◆ **WORK TO DO**: Please quote only the lines that start at the one with "[locate] carved stone capital (one dot each)" and go on to the last line of the data, both ends kept.
-- BEGIN SUPPLIED ENTRIES --
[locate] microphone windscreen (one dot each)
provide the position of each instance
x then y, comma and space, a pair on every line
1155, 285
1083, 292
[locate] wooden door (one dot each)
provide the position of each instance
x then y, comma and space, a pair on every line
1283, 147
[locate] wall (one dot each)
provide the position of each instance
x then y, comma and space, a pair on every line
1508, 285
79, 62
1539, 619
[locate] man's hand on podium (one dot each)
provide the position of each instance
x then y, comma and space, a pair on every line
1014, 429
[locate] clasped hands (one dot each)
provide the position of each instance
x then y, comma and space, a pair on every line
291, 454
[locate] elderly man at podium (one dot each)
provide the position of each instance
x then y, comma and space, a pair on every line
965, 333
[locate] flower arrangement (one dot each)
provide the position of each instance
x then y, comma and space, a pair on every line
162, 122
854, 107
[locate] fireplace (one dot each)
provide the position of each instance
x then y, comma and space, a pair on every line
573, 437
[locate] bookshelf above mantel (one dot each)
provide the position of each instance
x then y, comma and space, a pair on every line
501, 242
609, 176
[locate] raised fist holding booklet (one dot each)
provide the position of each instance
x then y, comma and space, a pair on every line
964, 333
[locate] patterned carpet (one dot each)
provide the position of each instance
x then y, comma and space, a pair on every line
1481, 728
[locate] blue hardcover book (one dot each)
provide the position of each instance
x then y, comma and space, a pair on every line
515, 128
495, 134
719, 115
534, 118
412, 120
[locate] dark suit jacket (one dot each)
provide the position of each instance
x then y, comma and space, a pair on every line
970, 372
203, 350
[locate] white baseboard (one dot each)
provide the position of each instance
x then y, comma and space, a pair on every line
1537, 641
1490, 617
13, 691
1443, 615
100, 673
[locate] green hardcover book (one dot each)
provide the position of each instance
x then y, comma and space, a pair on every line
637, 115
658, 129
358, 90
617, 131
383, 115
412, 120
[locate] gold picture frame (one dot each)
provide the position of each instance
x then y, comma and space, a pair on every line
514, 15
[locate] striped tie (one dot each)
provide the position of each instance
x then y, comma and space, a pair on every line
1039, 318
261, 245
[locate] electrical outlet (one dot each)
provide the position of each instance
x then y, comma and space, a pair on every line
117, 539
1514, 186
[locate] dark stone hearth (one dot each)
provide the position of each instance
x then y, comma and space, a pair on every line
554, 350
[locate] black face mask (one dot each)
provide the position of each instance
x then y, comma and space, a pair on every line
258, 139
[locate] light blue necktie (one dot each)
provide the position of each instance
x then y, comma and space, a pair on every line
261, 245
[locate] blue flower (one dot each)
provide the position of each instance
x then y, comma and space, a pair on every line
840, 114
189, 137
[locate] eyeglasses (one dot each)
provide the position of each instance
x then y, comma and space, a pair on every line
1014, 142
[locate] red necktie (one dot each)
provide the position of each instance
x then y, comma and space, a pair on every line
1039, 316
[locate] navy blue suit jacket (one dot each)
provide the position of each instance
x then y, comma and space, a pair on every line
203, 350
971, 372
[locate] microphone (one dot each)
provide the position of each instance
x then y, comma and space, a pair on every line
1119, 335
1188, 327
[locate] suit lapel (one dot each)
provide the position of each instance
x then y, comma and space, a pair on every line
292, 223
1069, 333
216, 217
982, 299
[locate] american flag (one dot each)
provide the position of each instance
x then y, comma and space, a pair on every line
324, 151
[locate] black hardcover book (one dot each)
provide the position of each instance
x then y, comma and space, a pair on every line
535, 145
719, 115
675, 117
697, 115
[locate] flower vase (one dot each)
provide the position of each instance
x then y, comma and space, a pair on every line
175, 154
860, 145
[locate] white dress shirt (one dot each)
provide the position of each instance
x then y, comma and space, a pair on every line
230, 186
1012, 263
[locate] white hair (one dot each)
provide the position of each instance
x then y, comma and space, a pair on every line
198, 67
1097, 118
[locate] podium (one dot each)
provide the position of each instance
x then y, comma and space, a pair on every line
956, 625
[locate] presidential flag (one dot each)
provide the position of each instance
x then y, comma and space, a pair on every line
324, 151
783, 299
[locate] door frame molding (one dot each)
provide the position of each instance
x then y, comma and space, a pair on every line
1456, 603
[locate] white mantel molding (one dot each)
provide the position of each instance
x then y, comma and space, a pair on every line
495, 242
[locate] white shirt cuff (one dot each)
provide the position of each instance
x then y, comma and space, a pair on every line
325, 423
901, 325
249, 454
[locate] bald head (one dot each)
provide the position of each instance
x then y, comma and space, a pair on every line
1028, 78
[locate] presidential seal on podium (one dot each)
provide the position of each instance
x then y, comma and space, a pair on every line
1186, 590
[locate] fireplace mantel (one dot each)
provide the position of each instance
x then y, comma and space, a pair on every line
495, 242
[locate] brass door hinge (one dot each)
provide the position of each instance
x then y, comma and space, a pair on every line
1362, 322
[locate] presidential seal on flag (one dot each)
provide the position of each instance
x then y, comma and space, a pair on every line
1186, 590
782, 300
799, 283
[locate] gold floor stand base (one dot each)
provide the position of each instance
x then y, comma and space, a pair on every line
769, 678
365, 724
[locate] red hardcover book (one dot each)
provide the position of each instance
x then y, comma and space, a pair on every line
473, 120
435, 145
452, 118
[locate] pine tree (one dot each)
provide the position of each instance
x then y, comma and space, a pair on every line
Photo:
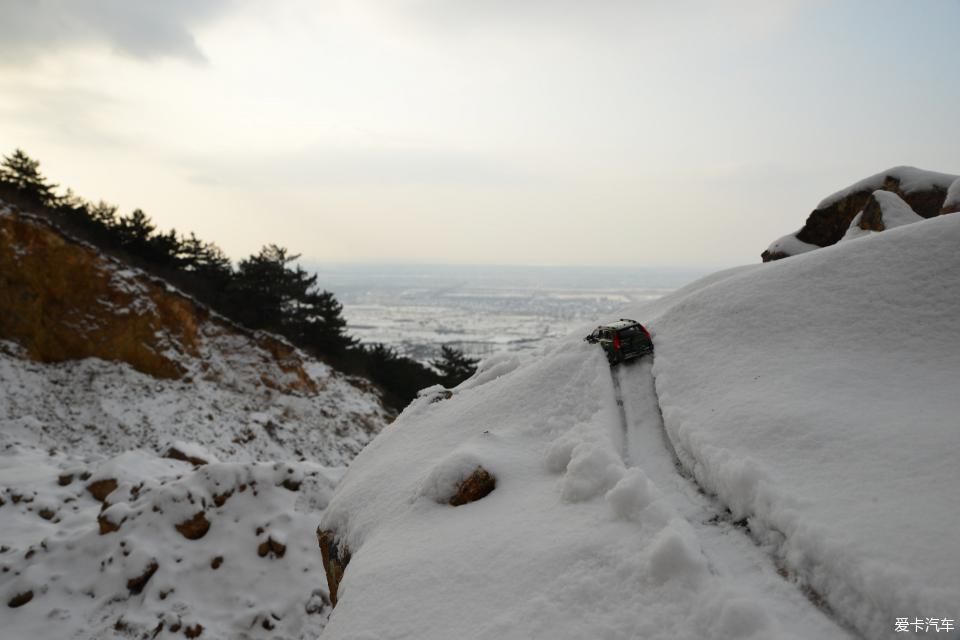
23, 173
454, 366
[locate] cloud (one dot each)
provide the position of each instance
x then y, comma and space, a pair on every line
142, 29
317, 165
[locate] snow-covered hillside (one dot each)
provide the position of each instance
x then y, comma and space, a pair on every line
785, 468
182, 503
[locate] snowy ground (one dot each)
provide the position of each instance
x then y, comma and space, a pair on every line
801, 482
74, 565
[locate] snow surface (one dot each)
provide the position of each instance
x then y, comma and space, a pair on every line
894, 212
786, 468
790, 245
65, 426
911, 179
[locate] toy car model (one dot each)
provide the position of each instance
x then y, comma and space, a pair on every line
622, 340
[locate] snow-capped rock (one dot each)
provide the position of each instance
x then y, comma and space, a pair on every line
799, 483
924, 192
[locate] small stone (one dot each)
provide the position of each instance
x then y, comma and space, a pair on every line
477, 485
194, 528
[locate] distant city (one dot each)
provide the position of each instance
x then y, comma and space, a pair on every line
481, 310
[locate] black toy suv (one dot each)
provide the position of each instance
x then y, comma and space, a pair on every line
622, 340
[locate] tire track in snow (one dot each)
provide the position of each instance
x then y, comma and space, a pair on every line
729, 546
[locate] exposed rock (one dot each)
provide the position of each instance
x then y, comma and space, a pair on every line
136, 585
175, 454
102, 488
336, 557
475, 486
290, 484
923, 191
884, 210
220, 499
65, 300
20, 599
194, 528
107, 525
951, 203
271, 547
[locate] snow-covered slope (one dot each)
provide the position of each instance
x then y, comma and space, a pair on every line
785, 469
919, 194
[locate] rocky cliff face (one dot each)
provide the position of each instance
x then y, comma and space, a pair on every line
64, 300
924, 192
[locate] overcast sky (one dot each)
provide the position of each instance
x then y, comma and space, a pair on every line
480, 131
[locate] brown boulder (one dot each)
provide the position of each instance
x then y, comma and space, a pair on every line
136, 585
107, 525
924, 191
952, 202
102, 488
336, 557
175, 454
194, 528
271, 547
20, 599
475, 486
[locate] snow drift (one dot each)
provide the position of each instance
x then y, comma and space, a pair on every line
811, 405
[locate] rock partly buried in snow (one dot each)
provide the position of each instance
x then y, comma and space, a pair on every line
272, 548
477, 485
925, 192
194, 528
951, 203
189, 453
147, 580
136, 584
883, 210
336, 557
20, 599
100, 489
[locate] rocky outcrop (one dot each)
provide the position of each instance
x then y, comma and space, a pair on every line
952, 202
884, 210
474, 487
925, 192
336, 557
64, 300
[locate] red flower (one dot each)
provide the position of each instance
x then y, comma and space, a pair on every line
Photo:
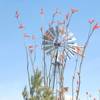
17, 14
30, 46
33, 37
21, 26
73, 10
66, 16
42, 11
26, 35
96, 26
91, 21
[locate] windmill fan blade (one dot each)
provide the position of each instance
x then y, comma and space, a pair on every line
52, 31
46, 38
47, 47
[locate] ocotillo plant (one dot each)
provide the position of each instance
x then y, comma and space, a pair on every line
58, 44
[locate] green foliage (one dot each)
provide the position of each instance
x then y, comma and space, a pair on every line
37, 91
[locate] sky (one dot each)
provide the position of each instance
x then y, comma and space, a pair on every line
13, 76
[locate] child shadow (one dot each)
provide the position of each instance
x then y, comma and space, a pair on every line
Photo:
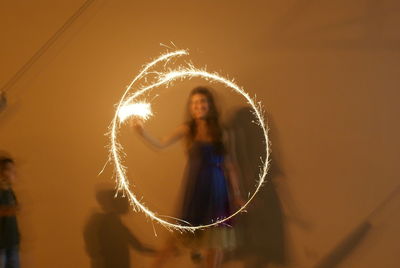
107, 239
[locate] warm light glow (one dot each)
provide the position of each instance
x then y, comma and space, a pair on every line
165, 78
140, 109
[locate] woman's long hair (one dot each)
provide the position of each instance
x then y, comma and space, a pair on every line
212, 120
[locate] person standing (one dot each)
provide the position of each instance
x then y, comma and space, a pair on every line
9, 233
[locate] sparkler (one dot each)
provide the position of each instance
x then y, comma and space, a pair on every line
128, 106
140, 109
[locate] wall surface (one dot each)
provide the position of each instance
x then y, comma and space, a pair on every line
327, 73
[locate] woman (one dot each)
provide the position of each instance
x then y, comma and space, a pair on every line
9, 234
212, 190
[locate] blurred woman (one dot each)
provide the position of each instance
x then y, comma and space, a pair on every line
211, 192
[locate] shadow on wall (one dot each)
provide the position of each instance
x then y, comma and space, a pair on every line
107, 239
260, 231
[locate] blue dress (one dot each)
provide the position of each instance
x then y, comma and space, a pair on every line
206, 196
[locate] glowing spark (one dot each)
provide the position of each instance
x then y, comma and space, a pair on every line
164, 79
140, 109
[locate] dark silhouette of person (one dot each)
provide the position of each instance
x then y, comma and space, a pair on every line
107, 239
261, 230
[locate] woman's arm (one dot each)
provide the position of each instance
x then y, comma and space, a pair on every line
164, 142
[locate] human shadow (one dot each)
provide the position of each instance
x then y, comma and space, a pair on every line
107, 239
261, 231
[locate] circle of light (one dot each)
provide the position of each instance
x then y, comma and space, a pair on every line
165, 78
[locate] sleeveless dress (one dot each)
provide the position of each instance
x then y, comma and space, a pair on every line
206, 197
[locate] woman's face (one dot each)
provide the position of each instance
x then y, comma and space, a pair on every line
199, 106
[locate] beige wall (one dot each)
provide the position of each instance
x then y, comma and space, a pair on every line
326, 72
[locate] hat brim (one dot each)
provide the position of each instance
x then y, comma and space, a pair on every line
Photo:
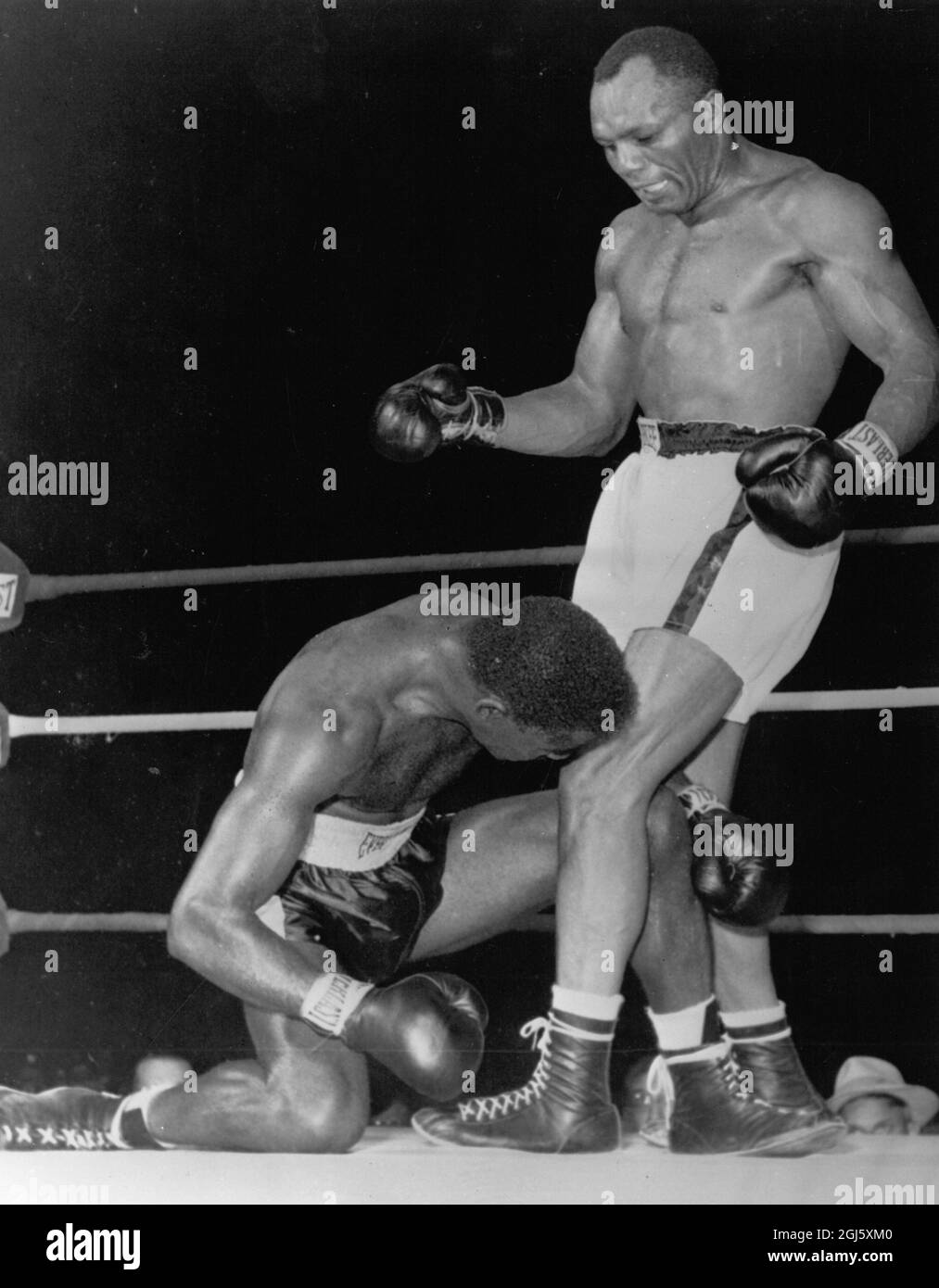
921, 1102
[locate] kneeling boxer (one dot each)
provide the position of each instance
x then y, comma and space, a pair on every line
324, 874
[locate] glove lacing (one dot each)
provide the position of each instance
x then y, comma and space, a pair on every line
482, 1108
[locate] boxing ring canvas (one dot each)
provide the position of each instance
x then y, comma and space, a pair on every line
231, 228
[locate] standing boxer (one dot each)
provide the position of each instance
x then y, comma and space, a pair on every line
727, 300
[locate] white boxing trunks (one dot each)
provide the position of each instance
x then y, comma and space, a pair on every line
671, 545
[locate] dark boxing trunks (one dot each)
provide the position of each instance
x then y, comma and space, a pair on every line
370, 918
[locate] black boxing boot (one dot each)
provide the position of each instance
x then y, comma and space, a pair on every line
708, 1112
565, 1108
72, 1118
768, 1055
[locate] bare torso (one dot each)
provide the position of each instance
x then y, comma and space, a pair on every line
723, 313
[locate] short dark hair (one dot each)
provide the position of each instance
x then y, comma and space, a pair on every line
556, 669
673, 53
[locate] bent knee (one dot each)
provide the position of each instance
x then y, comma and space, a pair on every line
666, 826
327, 1120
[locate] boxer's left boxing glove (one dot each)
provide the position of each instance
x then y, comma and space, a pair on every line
412, 419
428, 1029
796, 483
734, 882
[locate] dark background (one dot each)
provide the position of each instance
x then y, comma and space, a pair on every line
446, 238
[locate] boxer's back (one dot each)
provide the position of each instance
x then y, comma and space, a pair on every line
352, 676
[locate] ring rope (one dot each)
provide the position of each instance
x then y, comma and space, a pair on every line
155, 922
43, 587
195, 722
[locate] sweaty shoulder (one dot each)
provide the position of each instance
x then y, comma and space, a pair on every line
341, 670
615, 238
826, 210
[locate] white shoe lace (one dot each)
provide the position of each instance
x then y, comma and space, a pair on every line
487, 1108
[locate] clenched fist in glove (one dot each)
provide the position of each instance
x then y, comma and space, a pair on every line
734, 882
796, 482
433, 407
428, 1029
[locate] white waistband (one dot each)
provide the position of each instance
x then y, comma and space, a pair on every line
353, 845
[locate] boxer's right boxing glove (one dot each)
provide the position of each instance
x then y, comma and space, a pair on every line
436, 406
428, 1029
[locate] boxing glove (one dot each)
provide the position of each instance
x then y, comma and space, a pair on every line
436, 406
734, 884
428, 1029
796, 483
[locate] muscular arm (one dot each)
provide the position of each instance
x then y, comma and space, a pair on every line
588, 412
257, 838
875, 303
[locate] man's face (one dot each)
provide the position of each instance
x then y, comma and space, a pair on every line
644, 125
877, 1116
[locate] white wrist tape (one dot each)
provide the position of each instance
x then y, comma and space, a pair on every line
330, 1003
481, 418
698, 800
876, 451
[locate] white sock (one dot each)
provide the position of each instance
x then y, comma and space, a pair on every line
136, 1100
590, 1006
680, 1030
774, 1014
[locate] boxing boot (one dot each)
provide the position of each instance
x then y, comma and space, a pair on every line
778, 1076
71, 1118
708, 1112
565, 1108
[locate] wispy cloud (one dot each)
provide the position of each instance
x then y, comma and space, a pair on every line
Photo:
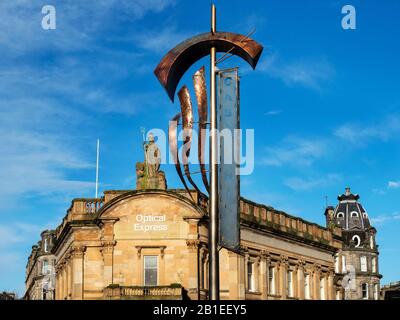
305, 184
310, 74
393, 184
273, 112
161, 41
361, 134
295, 151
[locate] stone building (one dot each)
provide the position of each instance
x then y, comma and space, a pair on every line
40, 269
358, 258
151, 243
391, 291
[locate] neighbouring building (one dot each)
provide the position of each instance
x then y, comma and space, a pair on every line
358, 258
391, 291
7, 295
151, 243
40, 269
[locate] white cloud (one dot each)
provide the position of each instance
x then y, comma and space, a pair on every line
301, 184
306, 73
359, 134
393, 184
295, 151
161, 41
273, 112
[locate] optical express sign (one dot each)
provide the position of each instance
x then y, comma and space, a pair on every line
148, 223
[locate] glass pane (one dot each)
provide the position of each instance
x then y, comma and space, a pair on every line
150, 262
150, 277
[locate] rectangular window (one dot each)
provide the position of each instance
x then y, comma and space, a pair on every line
322, 288
289, 291
150, 270
364, 289
336, 264
271, 280
307, 286
45, 268
363, 262
343, 264
250, 276
373, 263
376, 291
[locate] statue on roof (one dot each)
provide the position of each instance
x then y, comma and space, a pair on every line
148, 173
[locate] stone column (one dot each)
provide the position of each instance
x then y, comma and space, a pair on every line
301, 279
107, 252
265, 261
284, 263
193, 272
77, 255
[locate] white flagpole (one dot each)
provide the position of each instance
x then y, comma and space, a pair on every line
97, 166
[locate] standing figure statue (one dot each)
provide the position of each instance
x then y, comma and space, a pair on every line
148, 173
153, 157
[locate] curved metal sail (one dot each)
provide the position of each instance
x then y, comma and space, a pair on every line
173, 145
200, 89
187, 123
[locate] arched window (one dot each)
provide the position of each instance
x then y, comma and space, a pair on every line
364, 290
357, 240
363, 263
354, 214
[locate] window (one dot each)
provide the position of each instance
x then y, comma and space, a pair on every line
307, 286
45, 267
364, 290
343, 264
251, 277
271, 280
363, 262
354, 214
376, 291
322, 288
150, 270
357, 240
289, 291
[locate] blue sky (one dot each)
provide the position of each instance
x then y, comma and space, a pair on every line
324, 103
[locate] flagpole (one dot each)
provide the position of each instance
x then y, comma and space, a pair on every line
213, 201
97, 167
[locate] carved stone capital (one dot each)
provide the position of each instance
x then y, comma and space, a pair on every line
107, 247
77, 252
193, 244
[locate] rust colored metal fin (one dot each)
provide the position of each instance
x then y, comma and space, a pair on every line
187, 122
173, 145
199, 82
175, 63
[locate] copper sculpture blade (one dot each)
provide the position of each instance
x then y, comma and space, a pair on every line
187, 123
173, 145
175, 63
199, 82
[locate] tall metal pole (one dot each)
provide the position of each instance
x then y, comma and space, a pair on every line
213, 201
97, 166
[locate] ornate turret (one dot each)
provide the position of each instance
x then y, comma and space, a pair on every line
-- END SUPPLIED ENTRIES --
◆ **CORRECT OUTPUT**:
[locate] carved stone capital (one dot each)
provide the position of each instance
x then y, comma and space, a pair on every line
107, 247
77, 252
193, 244
[locate] rust colored metal fin (one dot each)
provide the position of each instance
x then y, comma and space, a pair on every line
187, 122
173, 145
199, 82
175, 63
[locate] copper sculpture blade (one dot each)
provide the position of each instance
x then y, comma and space, a pair on every line
187, 123
173, 145
175, 63
199, 82
[locate] tall metal pole (one dot each)
provide the position of each instance
x then y, comma and space, a pair on every line
213, 201
97, 166
[locate] ornate turret (one dot each)
provide the position of each instance
x then y, comma and space, a pair on every line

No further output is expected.